> [What is being asked]:
Please copy the entries below, word for word, from the line containing "the dark rock?" to the line containing "x=255 y=428", with both of those lines included. Omit the pictures.
==============================
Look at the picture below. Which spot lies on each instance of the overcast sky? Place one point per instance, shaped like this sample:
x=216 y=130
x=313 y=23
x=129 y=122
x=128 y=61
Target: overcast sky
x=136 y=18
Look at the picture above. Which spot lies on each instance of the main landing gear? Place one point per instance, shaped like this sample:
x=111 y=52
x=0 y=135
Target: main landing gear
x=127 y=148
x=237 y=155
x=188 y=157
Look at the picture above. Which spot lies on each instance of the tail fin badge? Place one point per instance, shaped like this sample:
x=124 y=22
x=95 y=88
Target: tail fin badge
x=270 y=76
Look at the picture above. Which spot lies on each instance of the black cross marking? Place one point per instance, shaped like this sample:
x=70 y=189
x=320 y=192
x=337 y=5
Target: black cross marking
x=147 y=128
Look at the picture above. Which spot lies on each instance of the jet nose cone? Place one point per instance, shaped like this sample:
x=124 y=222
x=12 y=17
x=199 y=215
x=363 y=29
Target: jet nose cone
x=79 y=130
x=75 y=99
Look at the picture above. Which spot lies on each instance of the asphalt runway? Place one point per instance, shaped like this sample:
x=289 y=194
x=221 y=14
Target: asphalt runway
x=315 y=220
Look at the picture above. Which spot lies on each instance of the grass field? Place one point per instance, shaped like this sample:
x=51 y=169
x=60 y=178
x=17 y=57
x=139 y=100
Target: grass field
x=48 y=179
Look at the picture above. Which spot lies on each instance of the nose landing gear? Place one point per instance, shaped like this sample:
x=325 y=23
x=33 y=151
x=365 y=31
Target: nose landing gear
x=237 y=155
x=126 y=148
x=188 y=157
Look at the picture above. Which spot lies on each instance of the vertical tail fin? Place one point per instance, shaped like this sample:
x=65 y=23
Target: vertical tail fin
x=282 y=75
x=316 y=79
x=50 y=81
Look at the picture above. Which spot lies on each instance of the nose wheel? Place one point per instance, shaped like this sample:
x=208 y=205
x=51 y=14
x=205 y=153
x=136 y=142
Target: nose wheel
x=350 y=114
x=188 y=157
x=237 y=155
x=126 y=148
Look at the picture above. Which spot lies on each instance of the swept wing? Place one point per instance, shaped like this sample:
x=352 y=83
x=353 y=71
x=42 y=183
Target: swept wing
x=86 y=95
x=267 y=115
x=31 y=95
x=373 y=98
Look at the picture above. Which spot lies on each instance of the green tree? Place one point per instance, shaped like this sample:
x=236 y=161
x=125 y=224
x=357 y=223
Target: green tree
==============================
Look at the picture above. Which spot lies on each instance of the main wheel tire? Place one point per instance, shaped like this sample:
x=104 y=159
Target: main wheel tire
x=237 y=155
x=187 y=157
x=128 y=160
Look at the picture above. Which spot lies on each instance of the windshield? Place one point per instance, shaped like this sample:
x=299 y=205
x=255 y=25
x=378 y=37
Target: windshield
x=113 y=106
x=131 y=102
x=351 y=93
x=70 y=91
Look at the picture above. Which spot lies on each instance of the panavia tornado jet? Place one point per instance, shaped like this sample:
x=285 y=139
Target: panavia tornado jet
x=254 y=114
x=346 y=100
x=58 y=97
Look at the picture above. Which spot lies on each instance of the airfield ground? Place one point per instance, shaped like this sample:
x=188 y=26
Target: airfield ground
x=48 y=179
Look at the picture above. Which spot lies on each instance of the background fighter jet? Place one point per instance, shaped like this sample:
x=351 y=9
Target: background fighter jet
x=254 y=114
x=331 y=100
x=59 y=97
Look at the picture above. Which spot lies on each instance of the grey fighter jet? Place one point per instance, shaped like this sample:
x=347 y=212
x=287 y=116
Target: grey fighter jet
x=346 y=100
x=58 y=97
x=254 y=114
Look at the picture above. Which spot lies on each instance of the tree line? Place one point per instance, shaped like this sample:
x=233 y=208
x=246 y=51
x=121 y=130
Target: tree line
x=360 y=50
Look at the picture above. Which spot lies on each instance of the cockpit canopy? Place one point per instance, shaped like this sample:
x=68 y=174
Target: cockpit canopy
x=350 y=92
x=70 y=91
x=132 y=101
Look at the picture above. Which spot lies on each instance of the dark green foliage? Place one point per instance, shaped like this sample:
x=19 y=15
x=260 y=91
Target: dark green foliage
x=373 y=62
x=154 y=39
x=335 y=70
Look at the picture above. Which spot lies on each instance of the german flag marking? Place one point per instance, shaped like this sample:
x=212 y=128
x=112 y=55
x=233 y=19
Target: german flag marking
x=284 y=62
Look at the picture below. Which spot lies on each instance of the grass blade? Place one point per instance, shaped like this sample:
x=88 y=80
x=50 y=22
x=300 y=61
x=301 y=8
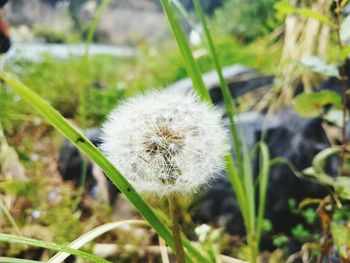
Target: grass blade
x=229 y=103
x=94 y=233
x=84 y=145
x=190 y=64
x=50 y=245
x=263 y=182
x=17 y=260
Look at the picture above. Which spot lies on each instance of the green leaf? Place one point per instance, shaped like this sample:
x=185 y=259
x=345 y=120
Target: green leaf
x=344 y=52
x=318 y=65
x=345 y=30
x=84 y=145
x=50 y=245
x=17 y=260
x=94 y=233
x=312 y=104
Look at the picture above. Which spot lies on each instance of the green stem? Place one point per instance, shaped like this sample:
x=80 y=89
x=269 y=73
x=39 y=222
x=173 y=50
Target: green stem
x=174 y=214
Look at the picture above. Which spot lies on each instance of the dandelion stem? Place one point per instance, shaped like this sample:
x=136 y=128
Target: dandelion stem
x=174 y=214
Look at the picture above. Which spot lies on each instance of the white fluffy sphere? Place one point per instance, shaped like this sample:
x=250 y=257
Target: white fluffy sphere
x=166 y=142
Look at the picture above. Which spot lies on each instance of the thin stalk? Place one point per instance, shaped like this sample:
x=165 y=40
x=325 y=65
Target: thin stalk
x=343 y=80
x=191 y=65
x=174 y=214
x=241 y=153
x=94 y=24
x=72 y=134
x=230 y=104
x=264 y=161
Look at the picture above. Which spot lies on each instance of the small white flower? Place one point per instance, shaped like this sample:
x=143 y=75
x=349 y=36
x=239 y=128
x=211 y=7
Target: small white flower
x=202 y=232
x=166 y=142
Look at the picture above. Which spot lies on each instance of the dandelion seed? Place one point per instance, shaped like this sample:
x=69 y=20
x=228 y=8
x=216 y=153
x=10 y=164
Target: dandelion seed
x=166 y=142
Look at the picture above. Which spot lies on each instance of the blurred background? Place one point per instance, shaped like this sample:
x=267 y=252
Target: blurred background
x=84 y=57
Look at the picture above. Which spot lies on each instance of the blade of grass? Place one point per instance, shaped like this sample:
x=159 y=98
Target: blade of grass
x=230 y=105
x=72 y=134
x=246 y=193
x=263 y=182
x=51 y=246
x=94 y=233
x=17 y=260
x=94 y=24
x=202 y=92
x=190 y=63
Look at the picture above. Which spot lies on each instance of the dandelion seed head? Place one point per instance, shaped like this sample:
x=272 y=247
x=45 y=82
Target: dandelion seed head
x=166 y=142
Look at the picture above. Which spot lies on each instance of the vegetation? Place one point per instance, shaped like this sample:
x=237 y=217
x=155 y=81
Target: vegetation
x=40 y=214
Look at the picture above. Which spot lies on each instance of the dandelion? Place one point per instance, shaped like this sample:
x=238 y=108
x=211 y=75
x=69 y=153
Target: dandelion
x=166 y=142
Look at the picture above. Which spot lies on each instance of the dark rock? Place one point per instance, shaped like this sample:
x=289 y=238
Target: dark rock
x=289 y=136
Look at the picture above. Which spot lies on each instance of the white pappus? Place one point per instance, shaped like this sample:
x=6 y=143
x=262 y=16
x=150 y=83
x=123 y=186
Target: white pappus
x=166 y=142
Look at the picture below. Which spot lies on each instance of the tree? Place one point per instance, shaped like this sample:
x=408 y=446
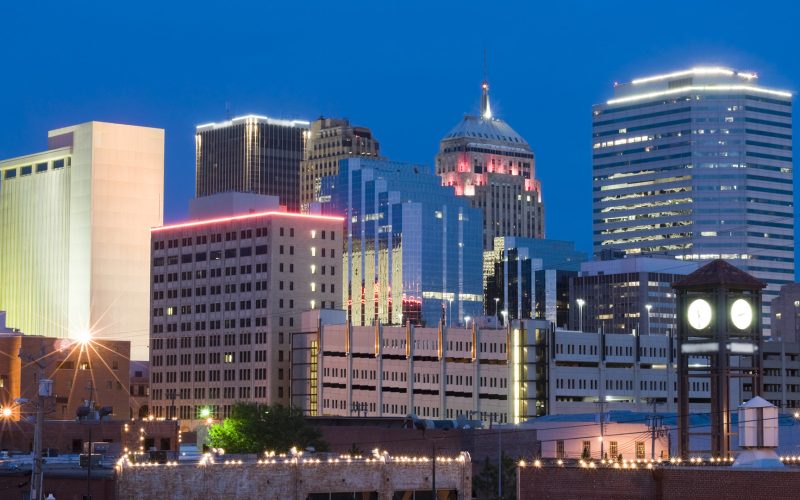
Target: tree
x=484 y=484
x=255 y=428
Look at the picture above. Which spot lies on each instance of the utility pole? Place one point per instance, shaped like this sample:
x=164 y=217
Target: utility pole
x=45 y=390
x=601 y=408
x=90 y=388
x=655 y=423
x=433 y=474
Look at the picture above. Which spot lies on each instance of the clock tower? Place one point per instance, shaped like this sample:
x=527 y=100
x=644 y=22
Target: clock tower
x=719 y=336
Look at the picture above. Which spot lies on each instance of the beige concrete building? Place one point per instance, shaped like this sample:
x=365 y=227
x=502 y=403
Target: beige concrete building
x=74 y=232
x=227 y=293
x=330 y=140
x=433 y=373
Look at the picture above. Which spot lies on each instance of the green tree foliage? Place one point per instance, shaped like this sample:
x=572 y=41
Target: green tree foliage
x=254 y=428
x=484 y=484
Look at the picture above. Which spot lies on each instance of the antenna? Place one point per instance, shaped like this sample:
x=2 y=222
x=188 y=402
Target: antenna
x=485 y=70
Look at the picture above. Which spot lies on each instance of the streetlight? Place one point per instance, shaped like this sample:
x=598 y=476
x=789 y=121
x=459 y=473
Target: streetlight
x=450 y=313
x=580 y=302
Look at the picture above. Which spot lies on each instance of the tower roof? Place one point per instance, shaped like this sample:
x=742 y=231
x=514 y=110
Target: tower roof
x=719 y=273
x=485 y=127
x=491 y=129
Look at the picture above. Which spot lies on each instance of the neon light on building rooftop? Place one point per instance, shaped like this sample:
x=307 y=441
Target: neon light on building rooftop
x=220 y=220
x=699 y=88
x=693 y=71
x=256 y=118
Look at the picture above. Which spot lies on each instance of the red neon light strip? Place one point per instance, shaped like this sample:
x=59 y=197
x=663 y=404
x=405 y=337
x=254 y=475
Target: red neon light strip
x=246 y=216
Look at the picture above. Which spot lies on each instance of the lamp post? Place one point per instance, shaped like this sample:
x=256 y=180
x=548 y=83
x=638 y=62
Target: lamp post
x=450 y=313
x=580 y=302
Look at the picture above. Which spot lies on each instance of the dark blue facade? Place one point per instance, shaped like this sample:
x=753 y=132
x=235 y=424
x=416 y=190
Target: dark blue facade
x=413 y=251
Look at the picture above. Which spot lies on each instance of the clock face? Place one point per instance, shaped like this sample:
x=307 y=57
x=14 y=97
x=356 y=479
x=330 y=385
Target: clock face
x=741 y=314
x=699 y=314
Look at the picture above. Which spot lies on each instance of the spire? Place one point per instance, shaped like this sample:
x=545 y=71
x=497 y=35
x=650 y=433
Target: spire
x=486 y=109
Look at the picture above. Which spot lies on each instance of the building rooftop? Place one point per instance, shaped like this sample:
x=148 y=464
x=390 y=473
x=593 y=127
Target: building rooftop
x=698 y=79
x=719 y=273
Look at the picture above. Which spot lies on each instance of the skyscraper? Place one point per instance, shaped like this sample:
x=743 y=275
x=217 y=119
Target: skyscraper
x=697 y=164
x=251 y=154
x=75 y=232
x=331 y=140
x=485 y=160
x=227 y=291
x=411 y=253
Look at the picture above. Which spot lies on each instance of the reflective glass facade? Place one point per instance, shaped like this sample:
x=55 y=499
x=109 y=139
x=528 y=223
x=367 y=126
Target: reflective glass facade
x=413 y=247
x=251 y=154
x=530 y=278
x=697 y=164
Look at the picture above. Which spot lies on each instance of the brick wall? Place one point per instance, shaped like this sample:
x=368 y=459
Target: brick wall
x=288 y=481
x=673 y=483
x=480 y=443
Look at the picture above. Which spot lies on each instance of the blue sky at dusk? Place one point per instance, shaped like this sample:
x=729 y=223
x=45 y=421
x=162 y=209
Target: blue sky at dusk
==============================
> [Output]:
Look at the picture above. Which spot lies on each instance of the dark rock? Place one point per instance, shaped like this sample:
x=289 y=238
Target: dark rock
x=289 y=136
Look at the picture above. Which spot lies on each instance of the white pappus? Place one point per instance, shaped like this sample:
x=6 y=143
x=262 y=16
x=150 y=83
x=123 y=186
Target: white pappus
x=166 y=142
Look at the picture below. Which spot lies on each instance of the tree? Place one point per instance, shaped like this sample:
x=408 y=446
Target: tree
x=484 y=484
x=255 y=428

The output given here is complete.